Task item | Reproduce the passage of the article on Vermont's new chief medical examiner from "While much of" to "of death changed.", word for word.

Dr. Elizabeth Bundock, the state’s deputy chief medical examiner since 2007, was appointed to the top post Monday following the retirement in April of Dr. Steven Shapiro.

The Office of the Chief Medical Examiner reviews every death that occurs in Vermont and conducts autopsies when necessary to determine the cause and manner of death. Shapiro held the job for nearly two decades. Bundock had been serving as interim chief for the last seven months, according to the Vermont Department of Health.
Bundock completed her PhD in neuroscience and her medical degree at The Chicago Medical School–Rosalind Franklin University of Medicine and Science in Illinois. She’s published papers on pathology and death certification and helped author national guidelines for investigating sudden child deaths.

“We are fortunate to have Elizabeth as part of the OCME team, and I am grateful she has agreed to take on this important job,” Health Commissioner Mark Levine said in a press release. “She has the expertise and experience, but perhaps more importantly, she has a deep sense of empathy and understanding of the very personal nature of each death.”

In addition to performing forensic examinations, the office works to maintain consistency and accuracy in how deaths are recorded, which is used to inform public health policies. The medical examiner's caseload has “nearly doubled” in the last 10 years as the state population has grown and aged, the Health Department said.

Vermont is in a minority of states that have a centralized, professional medical examiner’s office — a status Levine credited Shapiro for attaining.

While much of the work takes place behind the scenes, it has occasionally become contentious, such as when Shapiro concluded that the 2019 death of Burlington resident Douglas Kilburn days after an altercation with a city police officer was a homicide. Burlington’s mayor, Miro Weinberger, and former police chief, Brandon del Pozo, quietly sought to have the manner of death changed.

Shapiro himself was subject of a hostile workplace investigation in 2018, but later returned to duty.

Data for analysis |

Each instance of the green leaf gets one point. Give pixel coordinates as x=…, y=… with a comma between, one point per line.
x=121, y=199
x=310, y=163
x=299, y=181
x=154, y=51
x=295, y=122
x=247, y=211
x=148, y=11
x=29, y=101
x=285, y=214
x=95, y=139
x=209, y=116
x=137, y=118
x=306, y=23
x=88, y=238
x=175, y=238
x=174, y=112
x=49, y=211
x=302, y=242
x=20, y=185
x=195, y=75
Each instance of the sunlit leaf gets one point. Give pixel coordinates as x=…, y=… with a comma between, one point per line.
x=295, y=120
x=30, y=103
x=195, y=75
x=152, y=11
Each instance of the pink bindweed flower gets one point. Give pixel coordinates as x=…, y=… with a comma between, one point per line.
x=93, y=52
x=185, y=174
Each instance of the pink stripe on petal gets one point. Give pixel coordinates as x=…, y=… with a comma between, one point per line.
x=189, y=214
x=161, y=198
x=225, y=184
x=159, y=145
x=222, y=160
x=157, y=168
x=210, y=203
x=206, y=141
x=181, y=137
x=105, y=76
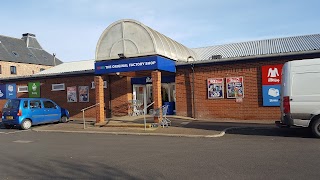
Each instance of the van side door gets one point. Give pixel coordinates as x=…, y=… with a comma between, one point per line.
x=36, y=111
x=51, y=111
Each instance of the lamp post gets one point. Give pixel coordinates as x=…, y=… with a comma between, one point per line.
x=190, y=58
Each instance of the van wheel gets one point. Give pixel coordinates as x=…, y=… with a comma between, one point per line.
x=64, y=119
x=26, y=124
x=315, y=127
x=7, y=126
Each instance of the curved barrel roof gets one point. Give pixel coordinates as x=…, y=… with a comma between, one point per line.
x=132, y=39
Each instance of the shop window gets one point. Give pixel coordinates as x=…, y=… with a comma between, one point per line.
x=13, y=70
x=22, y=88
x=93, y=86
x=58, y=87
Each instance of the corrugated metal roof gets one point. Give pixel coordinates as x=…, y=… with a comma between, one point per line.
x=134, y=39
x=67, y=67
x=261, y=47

Reply to the exercise |
While much of the work takes place behind the scenes, it has occasionally become contentious, such as when Shapiro concluded that the 2019 death of Burlington resident Douglas Kilburn days after an altercation with a city police officer was a homicide. Burlington’s mayor, Miro Weinberger, and former police chief, Brandon del Pozo, quietly sought to have the manner of death changed.